- _Written problem_:
Convert the listing below into a JSON list of strings, one string per line, with blank lines omitted.
——————
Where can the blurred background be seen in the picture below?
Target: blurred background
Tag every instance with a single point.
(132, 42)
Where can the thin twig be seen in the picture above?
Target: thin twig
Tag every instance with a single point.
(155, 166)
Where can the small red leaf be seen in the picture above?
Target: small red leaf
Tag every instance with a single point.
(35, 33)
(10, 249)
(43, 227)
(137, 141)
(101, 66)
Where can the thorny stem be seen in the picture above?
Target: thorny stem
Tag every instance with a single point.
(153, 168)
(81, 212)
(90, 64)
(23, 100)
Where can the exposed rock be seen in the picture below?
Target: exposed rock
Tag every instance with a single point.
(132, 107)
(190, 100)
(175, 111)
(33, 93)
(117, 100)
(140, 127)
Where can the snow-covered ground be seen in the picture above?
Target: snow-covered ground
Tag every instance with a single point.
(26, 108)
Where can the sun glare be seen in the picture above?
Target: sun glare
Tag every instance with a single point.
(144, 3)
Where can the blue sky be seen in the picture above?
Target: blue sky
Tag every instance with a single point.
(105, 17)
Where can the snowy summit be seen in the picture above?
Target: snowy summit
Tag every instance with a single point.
——————
- _Final answer_:
[
  "Where can the blurred background be seen in the picture below?",
  "Target: blurred background",
  "Tag every instance with a single point.",
  "(132, 42)",
  "Where can the thin twig be seen in the picture above?",
  "Target: thin twig",
  "Tag every instance with a single point.",
  "(155, 166)",
  "Where can the small red leaf be seen in the picture above?",
  "Target: small red leaf",
  "Tag every instance with a single point.",
  "(35, 33)",
  "(10, 249)",
  "(43, 227)",
  "(137, 141)",
  "(101, 66)",
  "Where can the thorny stem be seen in the picture above?",
  "Target: thorny stem",
  "Tag every instance with a single point.",
  "(153, 168)",
  "(81, 212)",
  "(90, 64)",
  "(23, 100)",
  "Where can the exposed rock be seen in the picture below?",
  "Target: exposed rock",
  "Tag every instance with a single point.",
  "(132, 107)",
  "(190, 100)",
  "(175, 111)",
  "(33, 93)",
  "(117, 100)",
  "(140, 127)",
  "Where can the snow-covered ground be seen in the picture above?",
  "Target: snow-covered ground",
  "Tag every instance with a single point.",
  "(26, 108)",
  "Where can the sun glare be seen in the picture above?",
  "Target: sun glare",
  "Tag every instance with a single point.",
  "(144, 3)",
  "Where can the blue sky be seen in the picture above?",
  "Target: blue sky",
  "Tag every instance with a single point.",
  "(105, 17)",
  "Where can the snowy summit be seen in the picture above?",
  "Target: snowy summit",
  "Tag every instance with a single point."
]